WRITTEN EXERCISE: Give back the line where "Target: small bronze bell" appears and all the lines after it until the listing ends, unchanged and with nothing else.

(Some records)
┌────────
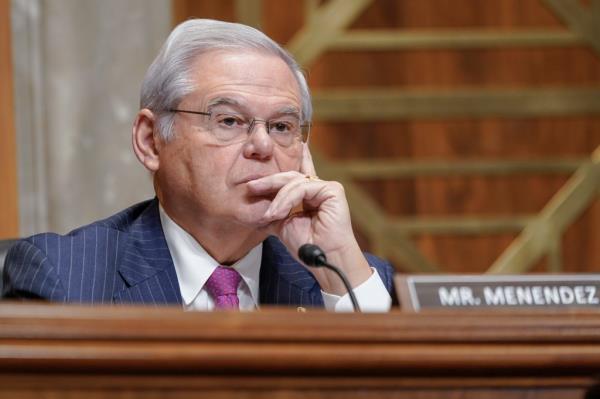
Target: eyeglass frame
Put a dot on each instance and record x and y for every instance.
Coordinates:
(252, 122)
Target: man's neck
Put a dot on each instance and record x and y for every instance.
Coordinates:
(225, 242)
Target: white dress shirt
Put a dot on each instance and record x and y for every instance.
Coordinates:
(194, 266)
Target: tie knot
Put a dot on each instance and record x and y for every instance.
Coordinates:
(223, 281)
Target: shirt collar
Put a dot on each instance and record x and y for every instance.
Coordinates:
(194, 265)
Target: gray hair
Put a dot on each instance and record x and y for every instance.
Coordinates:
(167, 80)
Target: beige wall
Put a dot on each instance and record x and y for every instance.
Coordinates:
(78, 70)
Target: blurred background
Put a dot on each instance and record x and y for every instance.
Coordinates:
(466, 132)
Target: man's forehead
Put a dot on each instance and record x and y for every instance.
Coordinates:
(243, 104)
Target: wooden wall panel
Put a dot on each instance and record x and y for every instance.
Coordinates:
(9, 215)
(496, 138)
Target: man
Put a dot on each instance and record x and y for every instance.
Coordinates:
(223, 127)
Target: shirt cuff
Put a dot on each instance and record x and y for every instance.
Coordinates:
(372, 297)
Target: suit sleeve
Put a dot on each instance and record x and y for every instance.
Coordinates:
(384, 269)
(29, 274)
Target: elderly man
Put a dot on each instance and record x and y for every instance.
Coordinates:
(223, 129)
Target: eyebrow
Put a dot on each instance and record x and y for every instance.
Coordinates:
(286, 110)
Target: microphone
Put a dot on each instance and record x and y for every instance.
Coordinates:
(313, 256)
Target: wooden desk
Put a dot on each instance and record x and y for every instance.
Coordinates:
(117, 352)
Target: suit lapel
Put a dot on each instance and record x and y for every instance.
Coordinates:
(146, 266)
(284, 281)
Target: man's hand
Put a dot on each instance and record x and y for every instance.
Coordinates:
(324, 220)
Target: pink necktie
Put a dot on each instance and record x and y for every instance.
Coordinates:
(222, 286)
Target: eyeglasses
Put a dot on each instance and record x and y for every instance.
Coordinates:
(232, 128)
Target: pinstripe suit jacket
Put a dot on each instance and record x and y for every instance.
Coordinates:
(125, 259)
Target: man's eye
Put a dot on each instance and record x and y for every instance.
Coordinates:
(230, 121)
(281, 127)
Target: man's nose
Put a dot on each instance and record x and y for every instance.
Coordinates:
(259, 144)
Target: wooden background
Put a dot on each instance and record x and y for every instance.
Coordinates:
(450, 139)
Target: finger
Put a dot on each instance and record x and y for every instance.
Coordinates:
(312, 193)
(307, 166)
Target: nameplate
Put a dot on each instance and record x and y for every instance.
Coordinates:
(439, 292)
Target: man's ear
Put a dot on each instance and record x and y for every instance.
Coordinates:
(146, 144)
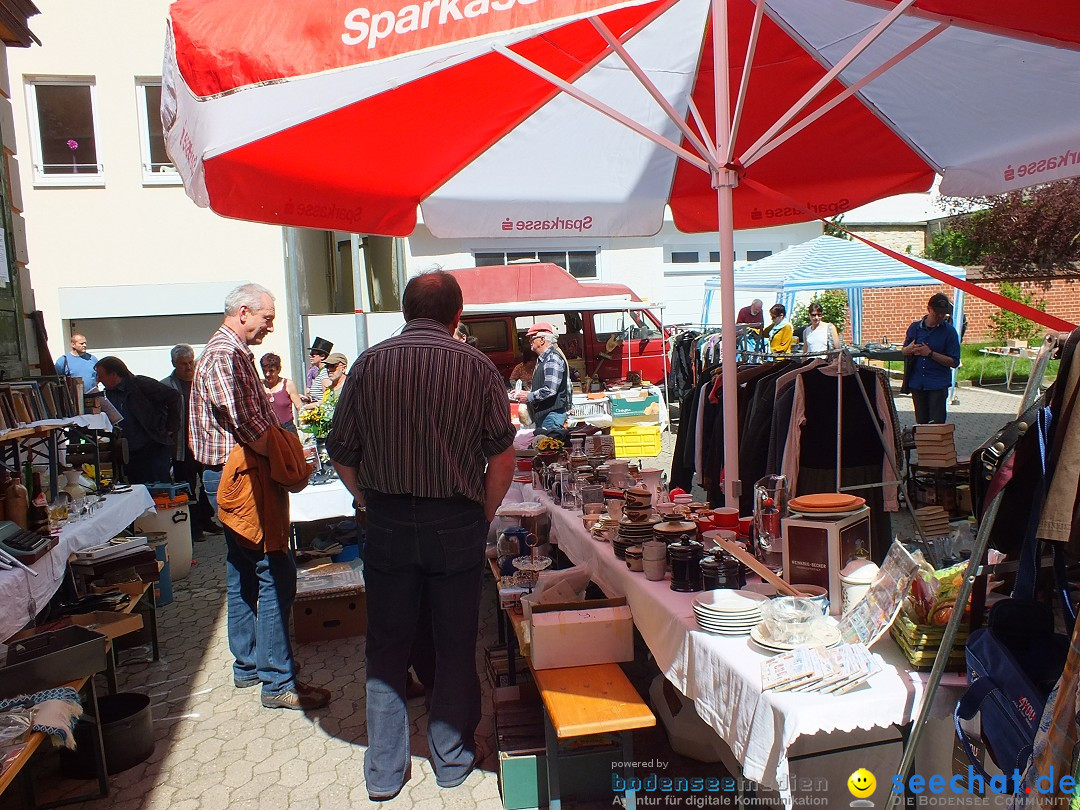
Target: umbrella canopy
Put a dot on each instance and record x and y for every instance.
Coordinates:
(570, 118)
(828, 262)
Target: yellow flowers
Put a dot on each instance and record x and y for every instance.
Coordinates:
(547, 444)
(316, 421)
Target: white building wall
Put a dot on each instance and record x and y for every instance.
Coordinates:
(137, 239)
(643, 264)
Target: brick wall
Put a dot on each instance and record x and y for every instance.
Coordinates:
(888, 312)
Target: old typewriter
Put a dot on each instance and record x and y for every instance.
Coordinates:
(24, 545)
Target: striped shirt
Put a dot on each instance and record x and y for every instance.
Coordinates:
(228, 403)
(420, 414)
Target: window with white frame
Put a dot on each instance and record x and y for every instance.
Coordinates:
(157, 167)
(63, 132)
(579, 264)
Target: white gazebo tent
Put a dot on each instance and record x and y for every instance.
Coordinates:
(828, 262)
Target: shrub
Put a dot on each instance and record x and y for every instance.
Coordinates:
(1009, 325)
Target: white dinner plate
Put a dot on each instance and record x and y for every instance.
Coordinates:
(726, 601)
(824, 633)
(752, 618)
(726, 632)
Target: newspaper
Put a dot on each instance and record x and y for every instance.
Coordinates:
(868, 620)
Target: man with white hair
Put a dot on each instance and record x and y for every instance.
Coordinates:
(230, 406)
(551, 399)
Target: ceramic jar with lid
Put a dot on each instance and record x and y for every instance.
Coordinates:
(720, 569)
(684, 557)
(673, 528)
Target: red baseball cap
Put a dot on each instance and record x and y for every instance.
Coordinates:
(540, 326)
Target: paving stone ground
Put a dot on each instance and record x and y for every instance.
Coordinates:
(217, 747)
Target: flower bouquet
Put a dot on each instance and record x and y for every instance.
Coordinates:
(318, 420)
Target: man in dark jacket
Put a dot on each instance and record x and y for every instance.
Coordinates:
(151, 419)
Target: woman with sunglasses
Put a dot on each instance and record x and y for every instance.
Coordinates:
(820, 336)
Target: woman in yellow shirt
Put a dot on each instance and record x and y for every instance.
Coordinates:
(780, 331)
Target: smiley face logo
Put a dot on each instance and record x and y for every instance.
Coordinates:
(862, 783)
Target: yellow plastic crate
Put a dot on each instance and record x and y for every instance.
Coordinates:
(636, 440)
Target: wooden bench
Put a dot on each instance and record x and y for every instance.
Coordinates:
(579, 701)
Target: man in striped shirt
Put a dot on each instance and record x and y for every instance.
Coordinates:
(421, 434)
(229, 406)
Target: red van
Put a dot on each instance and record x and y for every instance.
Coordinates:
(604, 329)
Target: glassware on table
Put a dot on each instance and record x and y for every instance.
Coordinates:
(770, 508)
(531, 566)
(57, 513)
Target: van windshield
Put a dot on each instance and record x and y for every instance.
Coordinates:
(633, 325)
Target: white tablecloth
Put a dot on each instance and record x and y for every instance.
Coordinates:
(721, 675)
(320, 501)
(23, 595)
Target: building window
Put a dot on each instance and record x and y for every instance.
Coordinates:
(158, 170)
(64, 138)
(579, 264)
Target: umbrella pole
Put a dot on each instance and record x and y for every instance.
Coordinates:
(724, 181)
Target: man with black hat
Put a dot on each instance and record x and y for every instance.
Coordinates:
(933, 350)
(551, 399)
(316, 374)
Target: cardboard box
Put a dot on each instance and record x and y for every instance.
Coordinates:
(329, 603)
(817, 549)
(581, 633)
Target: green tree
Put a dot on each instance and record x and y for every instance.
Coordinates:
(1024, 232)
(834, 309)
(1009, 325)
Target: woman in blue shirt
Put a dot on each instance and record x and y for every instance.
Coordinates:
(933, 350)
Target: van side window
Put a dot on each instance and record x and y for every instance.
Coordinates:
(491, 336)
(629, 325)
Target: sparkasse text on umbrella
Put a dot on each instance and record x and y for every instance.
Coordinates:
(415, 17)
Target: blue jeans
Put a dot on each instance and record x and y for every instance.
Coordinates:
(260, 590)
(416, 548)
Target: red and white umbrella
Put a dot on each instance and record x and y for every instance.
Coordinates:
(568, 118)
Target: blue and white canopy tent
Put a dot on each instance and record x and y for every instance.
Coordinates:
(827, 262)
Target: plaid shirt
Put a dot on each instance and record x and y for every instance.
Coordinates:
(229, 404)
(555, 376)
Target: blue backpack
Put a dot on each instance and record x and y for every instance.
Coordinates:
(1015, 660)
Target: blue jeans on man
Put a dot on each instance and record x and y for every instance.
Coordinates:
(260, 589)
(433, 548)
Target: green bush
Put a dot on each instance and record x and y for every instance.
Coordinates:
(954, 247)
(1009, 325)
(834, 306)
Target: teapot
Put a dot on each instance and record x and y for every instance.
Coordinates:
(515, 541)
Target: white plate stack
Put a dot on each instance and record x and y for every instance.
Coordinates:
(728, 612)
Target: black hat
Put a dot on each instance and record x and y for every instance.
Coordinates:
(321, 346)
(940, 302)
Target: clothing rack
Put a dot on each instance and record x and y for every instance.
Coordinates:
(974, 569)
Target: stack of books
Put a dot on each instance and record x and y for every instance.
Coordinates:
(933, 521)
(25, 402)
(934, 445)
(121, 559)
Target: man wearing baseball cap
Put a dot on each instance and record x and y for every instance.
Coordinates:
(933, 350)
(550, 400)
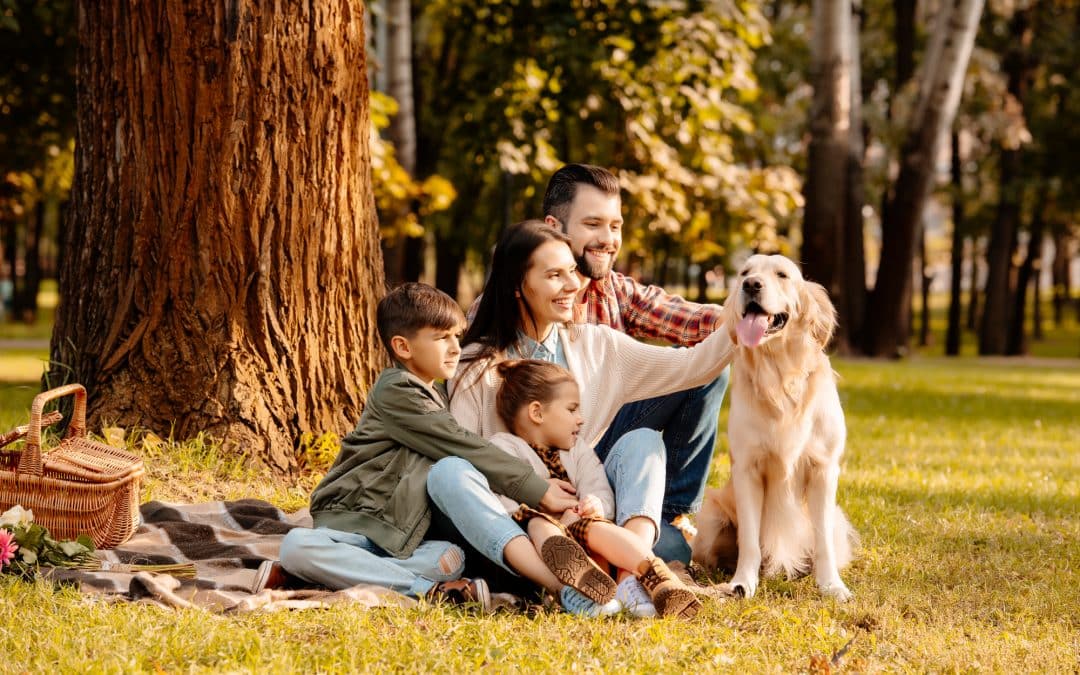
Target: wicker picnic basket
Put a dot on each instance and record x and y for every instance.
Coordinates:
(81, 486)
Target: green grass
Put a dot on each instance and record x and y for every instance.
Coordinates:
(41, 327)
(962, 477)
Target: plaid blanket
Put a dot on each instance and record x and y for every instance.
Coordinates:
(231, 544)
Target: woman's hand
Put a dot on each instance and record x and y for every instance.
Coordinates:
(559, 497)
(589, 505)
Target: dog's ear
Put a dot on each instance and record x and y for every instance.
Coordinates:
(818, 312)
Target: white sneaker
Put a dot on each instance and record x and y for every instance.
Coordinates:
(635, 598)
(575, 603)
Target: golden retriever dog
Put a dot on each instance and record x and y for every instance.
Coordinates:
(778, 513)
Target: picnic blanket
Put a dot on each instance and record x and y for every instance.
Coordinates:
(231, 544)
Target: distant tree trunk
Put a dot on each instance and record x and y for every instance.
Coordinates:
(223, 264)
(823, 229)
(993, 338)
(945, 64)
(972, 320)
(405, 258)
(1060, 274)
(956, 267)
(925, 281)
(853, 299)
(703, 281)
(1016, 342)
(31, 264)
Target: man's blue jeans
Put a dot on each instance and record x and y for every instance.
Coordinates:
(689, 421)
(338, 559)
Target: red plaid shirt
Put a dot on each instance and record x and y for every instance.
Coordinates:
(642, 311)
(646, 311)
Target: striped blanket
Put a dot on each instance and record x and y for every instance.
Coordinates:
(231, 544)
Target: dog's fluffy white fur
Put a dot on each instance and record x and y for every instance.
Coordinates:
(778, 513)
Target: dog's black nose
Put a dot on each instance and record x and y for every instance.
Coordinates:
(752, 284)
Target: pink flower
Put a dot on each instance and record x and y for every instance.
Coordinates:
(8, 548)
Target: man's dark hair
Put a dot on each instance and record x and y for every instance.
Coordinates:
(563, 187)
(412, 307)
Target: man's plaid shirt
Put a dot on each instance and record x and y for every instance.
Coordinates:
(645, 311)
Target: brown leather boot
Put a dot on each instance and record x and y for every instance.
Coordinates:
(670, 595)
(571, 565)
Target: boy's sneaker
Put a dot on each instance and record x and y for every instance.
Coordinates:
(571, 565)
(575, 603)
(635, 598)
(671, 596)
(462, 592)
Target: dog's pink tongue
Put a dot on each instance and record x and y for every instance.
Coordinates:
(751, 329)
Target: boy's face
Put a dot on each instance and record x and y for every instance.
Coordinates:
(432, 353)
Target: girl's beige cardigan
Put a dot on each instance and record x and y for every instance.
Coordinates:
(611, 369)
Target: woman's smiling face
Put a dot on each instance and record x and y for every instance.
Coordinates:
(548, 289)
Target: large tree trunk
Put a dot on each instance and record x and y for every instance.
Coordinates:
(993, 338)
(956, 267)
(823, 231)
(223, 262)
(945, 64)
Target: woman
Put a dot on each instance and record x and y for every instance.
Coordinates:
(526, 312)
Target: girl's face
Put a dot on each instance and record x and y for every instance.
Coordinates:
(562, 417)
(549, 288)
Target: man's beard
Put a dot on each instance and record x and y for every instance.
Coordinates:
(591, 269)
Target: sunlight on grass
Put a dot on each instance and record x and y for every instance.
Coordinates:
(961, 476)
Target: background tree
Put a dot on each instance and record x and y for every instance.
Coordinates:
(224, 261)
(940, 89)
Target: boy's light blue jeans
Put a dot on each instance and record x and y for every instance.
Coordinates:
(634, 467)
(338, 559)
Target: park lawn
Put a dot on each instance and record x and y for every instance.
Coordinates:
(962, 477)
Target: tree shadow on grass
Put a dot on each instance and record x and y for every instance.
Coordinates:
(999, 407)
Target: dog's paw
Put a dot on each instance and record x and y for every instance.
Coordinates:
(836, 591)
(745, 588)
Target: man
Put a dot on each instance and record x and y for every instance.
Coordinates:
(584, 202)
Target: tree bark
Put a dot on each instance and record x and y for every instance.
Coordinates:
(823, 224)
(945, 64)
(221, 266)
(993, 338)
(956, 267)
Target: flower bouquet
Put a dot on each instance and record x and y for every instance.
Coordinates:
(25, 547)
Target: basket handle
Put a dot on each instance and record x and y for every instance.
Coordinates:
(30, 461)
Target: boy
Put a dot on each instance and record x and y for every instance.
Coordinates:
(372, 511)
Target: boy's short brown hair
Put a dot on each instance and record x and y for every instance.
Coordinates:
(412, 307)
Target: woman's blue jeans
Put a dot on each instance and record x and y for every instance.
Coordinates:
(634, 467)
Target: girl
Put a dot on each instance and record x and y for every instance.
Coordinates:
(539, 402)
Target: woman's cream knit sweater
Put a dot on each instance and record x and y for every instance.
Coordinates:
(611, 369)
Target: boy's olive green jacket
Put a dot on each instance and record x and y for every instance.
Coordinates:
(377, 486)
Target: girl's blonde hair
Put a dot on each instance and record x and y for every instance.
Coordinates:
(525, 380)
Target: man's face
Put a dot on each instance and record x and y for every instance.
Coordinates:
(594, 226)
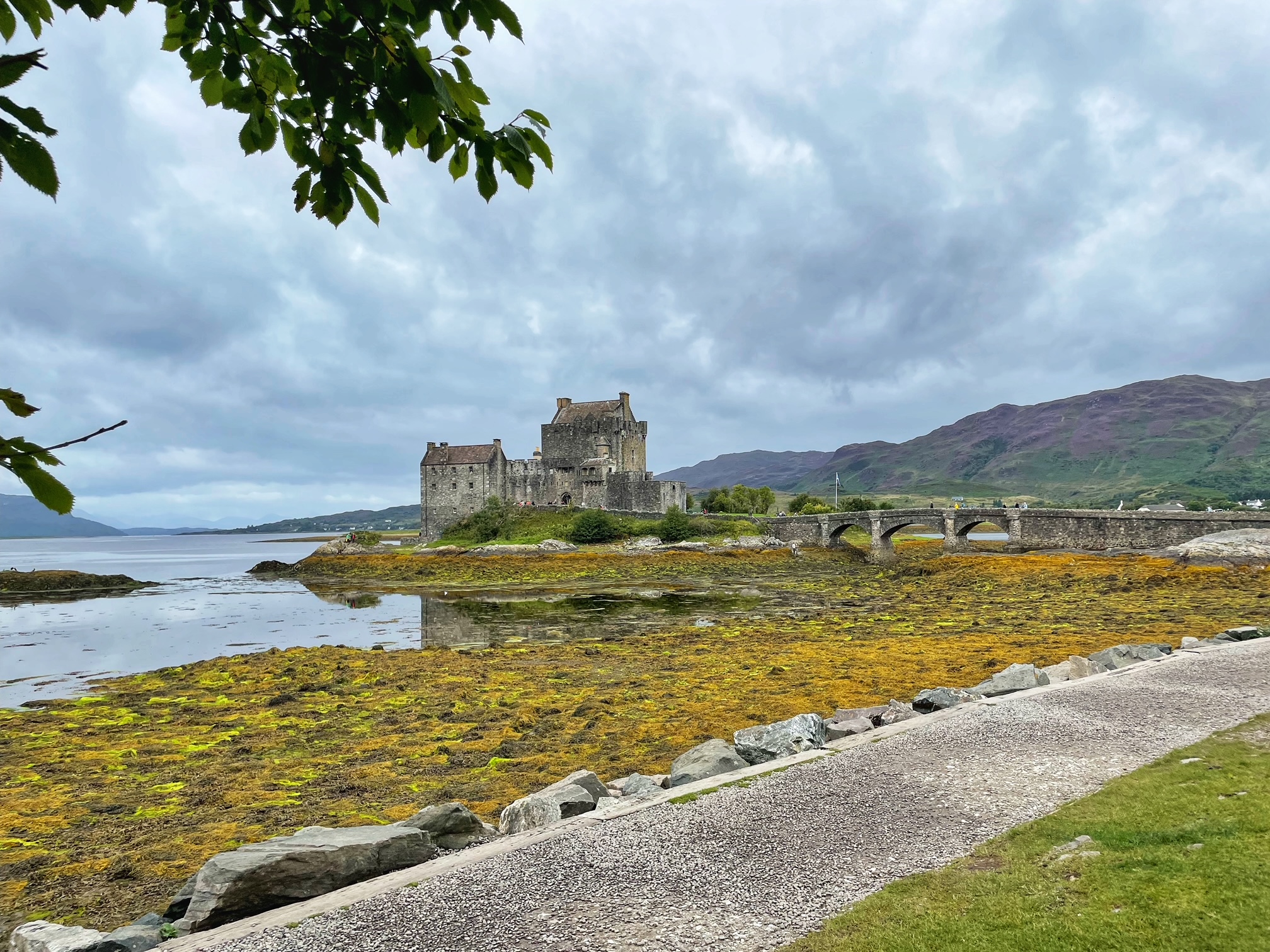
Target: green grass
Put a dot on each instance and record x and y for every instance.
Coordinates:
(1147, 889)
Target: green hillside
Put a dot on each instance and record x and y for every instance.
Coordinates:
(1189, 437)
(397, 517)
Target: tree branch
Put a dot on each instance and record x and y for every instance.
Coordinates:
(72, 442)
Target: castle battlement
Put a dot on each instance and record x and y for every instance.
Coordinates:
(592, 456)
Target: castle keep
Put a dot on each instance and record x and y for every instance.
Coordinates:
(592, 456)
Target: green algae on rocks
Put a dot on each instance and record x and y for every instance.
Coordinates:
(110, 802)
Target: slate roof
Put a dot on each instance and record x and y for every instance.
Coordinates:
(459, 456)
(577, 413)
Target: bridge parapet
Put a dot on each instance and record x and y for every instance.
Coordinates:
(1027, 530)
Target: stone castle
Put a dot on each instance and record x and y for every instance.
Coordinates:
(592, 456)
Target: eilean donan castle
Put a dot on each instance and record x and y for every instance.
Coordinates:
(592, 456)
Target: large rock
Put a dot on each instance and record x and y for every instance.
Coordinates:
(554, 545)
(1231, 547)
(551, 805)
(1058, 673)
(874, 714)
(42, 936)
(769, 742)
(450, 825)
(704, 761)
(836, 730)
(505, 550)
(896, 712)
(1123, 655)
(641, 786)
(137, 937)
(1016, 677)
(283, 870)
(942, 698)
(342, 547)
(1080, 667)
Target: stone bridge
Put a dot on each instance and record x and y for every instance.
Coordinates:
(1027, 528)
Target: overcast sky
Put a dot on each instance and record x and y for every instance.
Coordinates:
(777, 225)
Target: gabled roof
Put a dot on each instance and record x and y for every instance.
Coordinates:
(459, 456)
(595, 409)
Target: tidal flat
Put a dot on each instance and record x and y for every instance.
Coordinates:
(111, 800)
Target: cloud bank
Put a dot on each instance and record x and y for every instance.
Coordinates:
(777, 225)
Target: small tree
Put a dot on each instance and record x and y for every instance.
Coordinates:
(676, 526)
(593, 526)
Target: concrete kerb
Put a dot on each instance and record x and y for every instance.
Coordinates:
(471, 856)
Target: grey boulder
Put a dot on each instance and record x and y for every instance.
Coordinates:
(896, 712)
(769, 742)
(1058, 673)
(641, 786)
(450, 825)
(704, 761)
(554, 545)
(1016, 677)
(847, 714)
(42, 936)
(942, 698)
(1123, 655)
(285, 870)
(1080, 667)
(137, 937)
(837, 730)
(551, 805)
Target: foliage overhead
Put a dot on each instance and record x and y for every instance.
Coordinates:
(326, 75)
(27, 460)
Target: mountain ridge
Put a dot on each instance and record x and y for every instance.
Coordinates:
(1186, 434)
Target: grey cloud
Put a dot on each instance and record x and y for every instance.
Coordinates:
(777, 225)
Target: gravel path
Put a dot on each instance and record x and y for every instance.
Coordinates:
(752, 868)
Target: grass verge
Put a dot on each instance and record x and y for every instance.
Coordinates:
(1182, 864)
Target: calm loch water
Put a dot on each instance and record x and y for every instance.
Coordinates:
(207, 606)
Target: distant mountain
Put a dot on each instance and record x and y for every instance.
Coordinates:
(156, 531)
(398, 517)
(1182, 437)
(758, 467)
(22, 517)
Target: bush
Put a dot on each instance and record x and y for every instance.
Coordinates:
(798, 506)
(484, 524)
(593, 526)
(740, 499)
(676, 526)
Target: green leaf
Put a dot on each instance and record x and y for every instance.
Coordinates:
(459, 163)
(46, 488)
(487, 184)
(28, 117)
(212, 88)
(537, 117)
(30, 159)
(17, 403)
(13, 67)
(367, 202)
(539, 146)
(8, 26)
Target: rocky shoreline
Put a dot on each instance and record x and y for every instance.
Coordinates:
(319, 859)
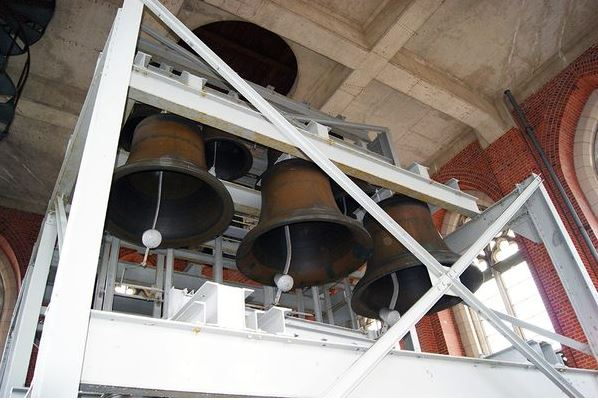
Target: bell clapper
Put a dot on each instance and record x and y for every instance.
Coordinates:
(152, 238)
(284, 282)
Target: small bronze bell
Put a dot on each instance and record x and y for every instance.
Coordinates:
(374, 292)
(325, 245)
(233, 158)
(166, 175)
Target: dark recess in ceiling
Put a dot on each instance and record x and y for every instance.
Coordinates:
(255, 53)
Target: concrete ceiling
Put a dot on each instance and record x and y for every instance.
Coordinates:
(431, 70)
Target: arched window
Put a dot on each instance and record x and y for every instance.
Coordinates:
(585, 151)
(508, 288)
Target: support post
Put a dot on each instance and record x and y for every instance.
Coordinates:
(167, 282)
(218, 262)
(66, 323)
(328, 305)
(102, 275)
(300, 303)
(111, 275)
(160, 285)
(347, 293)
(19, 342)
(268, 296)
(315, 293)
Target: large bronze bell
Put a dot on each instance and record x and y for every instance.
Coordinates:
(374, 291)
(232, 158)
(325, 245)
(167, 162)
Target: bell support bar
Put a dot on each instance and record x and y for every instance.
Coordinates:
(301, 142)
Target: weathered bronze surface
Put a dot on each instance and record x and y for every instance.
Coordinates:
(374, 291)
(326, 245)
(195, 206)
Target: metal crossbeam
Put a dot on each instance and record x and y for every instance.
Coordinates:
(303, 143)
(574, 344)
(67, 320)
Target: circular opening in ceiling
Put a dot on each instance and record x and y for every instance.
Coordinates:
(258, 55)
└────────
OUTPUT FOR THIS EXERCISE:
Target: small bronze bell
Put a dot on each instance and record x and y for every instance.
Coordinates:
(374, 292)
(325, 245)
(233, 158)
(166, 175)
Target: dark recess in ceiling
Put a dot on each instance and record x and y for every instance.
Coordinates:
(255, 53)
Target: concrete ceiling
Put a dot on each instance and record x and y for every instance.
Coordinates:
(431, 70)
Target: arched window
Put a dot on each instance and record x and y for every instance.
Coordinates:
(585, 151)
(508, 288)
Target: support post
Put a dot on each instance and record x and y for every instance.
Coordinates:
(167, 282)
(218, 262)
(66, 323)
(328, 305)
(102, 275)
(300, 303)
(111, 275)
(160, 285)
(347, 293)
(19, 342)
(268, 296)
(315, 293)
Target: large bronze bell
Put a dot on each instance and record x and y for every instance.
Coordinates:
(374, 291)
(232, 158)
(325, 245)
(167, 162)
Target: bell support bar
Put a dot on each instance and record x and y for every instance.
Coordinates:
(301, 142)
Target: weathered bronze surface
Put a dot on each instance and record x and y for every instance.
Coordinates:
(374, 291)
(326, 245)
(195, 206)
Target: metal crossbeam
Put a dot on each instance and record x and y for every instance.
Coordinates:
(303, 143)
(574, 344)
(67, 320)
Target: circular opening in ceiling
Put a dot on each instance and record x and y for every instance.
Coordinates:
(258, 55)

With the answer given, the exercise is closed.